Prompt:
Below are records; transcribe only the line with "Target: seagull" and those after it, through the last line, without any change.

Data records:
▼

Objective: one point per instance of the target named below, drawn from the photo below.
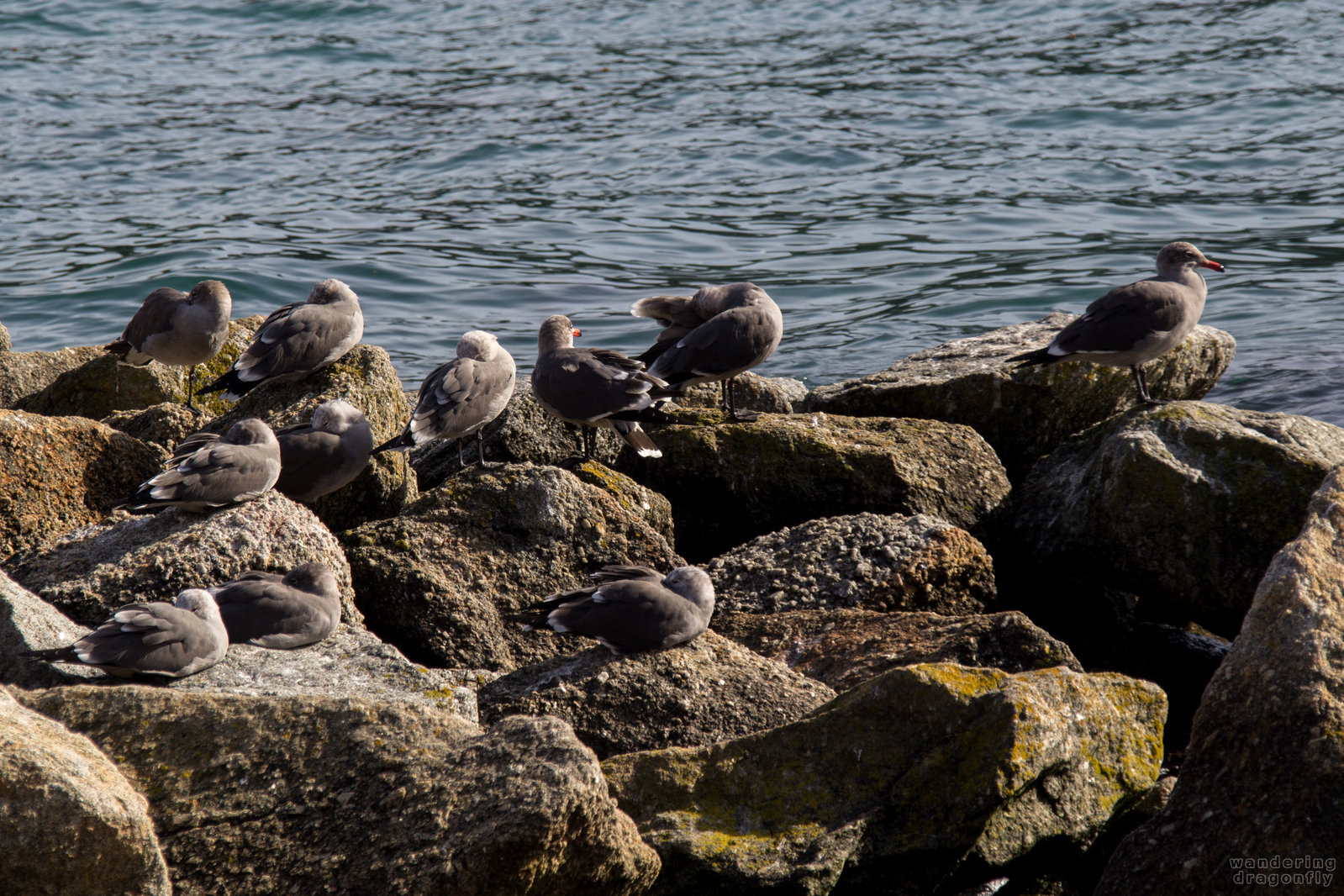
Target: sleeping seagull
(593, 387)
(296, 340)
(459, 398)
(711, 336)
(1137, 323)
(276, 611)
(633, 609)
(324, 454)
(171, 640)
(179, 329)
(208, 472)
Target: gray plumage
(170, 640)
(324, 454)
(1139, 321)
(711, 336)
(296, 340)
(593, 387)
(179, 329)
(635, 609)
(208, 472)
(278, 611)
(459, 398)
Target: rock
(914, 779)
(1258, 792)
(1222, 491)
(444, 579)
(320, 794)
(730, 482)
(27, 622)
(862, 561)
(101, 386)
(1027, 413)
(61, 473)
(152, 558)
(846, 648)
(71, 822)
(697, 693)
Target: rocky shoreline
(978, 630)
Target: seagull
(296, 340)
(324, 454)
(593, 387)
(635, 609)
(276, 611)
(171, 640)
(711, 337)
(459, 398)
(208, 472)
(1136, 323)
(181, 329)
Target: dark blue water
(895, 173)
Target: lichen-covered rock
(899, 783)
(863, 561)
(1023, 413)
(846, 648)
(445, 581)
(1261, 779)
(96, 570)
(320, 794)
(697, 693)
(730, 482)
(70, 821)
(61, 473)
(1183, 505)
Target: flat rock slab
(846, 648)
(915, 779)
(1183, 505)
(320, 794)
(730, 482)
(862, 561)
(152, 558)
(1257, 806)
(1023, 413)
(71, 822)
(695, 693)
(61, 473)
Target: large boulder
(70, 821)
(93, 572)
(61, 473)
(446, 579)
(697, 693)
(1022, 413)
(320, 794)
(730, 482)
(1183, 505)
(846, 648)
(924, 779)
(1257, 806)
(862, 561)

▲

Answer below:
Target: seagull
(296, 340)
(324, 454)
(593, 387)
(635, 609)
(276, 611)
(171, 640)
(711, 337)
(459, 398)
(208, 472)
(1136, 323)
(181, 329)
Target: dark blue water
(895, 173)
Target: lichen-covered rock
(899, 783)
(863, 561)
(1023, 413)
(846, 648)
(445, 581)
(1261, 779)
(96, 570)
(320, 794)
(697, 693)
(730, 482)
(70, 821)
(61, 473)
(1183, 505)
Target: flat rock slab
(846, 648)
(915, 779)
(1183, 505)
(320, 794)
(730, 482)
(862, 561)
(152, 558)
(1257, 806)
(1023, 413)
(71, 822)
(695, 693)
(61, 473)
Target: large boulder
(70, 821)
(93, 572)
(61, 473)
(446, 579)
(697, 693)
(1022, 413)
(320, 794)
(730, 482)
(1183, 505)
(846, 648)
(924, 779)
(1257, 806)
(862, 561)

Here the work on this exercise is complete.